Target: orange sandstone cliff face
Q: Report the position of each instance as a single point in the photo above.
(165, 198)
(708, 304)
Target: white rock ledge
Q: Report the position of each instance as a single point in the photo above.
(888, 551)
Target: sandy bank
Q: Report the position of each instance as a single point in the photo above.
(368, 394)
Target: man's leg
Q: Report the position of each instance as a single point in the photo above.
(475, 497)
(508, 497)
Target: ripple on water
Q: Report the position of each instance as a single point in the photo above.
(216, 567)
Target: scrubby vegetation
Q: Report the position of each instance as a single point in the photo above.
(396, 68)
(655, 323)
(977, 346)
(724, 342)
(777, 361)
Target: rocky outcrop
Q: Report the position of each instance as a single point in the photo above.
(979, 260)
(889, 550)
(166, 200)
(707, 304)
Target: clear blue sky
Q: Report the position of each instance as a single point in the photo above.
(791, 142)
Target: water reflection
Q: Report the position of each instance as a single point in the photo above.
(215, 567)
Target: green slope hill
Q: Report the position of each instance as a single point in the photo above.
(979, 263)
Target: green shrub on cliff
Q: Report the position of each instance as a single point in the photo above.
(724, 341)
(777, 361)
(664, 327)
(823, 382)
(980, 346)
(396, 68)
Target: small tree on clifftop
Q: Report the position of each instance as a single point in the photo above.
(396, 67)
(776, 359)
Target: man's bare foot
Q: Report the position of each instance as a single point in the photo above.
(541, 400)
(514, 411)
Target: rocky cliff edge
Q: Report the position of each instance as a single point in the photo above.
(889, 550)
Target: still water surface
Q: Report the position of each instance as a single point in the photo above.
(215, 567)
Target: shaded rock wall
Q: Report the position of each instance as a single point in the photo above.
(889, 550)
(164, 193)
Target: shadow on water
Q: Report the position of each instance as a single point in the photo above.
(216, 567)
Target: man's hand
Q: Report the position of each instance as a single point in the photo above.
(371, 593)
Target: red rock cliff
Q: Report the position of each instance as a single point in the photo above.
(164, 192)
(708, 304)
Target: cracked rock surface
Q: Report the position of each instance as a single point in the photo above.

+--

* **What is required**
Rewrite all the entries above, changing "man's" to "person's" wherever it occurs and leaving everything else as it is.

* **Result for this exercise**
Target: orange sandstone cliff face
Q: Report the position of each instance as a single point in the photo above.
(165, 198)
(708, 304)
Target: white rock ledge
Q: Report the position of each instance as a single point in the photo above.
(888, 551)
Target: sandy bank
Q: Report the position of each instance as a single point in the photo above.
(368, 394)
Target: person's leg
Q: Report the position of each instance as a single point in the photo above.
(475, 497)
(508, 497)
Target: ripple on water
Q: Report the position of each instance as a single point in the photo above.
(216, 567)
Target: scrubby vegetation
Q: Report the position of each instance as a single point in the photo above.
(396, 68)
(655, 323)
(977, 346)
(724, 342)
(777, 361)
Target: rocky outcrop
Q: Report the position of each instance as a single point in the photo above.
(979, 260)
(889, 550)
(166, 200)
(707, 304)
Target: clear blue sky
Q: Report the position of each instance as a single point in the photo above.
(791, 142)
Target: water reflection
Q: Report the position of each instance as a single point in the photo above.
(215, 567)
Target: green slope hill
Q: Report the position of each instance as a single point in the photo above.
(979, 263)
Target: green shrub on cliff
Q: Report the position of each instance as a single point in the photo above.
(724, 341)
(777, 361)
(664, 327)
(823, 382)
(980, 346)
(396, 68)
Target: small tree on clifftop
Q: Report the position of each instance as a single point in the photo above.
(396, 67)
(776, 359)
Target: person's bare foot
Q: Report the position of each instance as a single point in the photo above.
(541, 400)
(514, 411)
Target: rocky cliff edge
Q: Report the position of each instance as a single point in the photo above.
(889, 550)
Target: still water surface
Q: Report the position of each instance as a single point in the photo above.
(215, 567)
Target: shaded rock wall
Q: Report the position of each instance as a single point in the photo above.
(889, 550)
(164, 193)
Target: shadow on water
Q: Report the position of each instance as a single point in the photo above.
(216, 567)
Target: person's hand
Q: Report the position of each instance as a single point in the photo above.
(371, 593)
Target: red rock cliff
Q: Report the position of each instance as a single point in the photo above.
(164, 192)
(708, 304)
Target: cracked rock surface
Q: Report the position of each instance as a single point in the photo above.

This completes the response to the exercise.